**WHAT THE TASK ASKS**
Reproduce word for word the lines of the items below, from the line containing "TARGET: seat backrest" up to and including the final line of the items.

**DATASET**
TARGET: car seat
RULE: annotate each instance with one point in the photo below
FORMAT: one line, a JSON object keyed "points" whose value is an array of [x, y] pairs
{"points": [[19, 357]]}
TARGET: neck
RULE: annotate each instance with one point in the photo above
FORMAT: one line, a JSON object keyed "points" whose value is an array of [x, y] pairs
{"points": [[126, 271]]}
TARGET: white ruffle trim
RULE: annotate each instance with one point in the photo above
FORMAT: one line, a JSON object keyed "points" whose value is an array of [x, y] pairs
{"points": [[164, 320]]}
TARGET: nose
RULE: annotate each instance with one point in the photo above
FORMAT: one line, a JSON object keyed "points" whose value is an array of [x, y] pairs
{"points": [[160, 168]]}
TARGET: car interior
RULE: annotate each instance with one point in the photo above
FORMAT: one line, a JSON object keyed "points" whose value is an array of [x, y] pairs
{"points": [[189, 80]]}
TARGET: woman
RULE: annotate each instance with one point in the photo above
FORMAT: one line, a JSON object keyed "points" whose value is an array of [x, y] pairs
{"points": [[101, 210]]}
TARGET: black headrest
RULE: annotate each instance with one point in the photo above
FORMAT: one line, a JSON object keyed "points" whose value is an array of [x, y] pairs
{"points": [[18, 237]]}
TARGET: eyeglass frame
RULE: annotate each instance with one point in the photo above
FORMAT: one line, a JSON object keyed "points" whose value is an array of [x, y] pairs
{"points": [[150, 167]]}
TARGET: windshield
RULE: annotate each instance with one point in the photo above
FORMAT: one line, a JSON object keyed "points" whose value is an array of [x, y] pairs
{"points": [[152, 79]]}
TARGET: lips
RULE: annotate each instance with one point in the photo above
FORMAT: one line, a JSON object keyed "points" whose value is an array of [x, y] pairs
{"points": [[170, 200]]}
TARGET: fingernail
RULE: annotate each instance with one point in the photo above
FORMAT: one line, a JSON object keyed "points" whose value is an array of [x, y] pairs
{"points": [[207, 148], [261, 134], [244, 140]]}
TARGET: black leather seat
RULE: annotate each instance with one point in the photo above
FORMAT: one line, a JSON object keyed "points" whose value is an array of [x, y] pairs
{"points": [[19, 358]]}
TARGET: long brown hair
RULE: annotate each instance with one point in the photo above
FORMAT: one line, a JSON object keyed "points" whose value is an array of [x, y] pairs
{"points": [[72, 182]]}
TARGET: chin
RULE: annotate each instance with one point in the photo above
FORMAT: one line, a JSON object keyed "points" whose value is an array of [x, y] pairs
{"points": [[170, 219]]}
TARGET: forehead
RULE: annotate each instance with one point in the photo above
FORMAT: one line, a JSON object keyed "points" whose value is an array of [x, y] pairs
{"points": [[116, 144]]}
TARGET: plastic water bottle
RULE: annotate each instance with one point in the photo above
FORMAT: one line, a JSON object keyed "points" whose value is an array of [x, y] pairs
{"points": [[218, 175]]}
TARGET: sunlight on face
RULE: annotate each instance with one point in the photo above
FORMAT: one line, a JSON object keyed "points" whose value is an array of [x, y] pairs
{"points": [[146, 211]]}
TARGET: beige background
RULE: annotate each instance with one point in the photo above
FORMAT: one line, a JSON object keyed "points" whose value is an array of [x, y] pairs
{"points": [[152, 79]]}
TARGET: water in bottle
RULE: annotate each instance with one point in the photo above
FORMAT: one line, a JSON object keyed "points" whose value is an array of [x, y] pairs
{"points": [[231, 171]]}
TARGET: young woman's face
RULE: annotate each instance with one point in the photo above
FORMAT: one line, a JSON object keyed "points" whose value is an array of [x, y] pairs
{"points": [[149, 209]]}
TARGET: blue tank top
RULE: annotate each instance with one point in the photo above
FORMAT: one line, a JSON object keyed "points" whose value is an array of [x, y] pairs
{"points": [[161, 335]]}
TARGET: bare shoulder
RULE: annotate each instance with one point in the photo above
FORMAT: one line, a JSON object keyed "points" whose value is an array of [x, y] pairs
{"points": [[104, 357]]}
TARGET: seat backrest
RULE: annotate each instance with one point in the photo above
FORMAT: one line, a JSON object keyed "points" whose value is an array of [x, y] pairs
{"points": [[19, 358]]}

**RESULT OF THIS TASK**
TARGET: seat backrest
RULE: annotate each instance with one point in the photo above
FORMAT: one line, a JSON object keyed "points" whose value is an array of [x, y] pairs
{"points": [[19, 358]]}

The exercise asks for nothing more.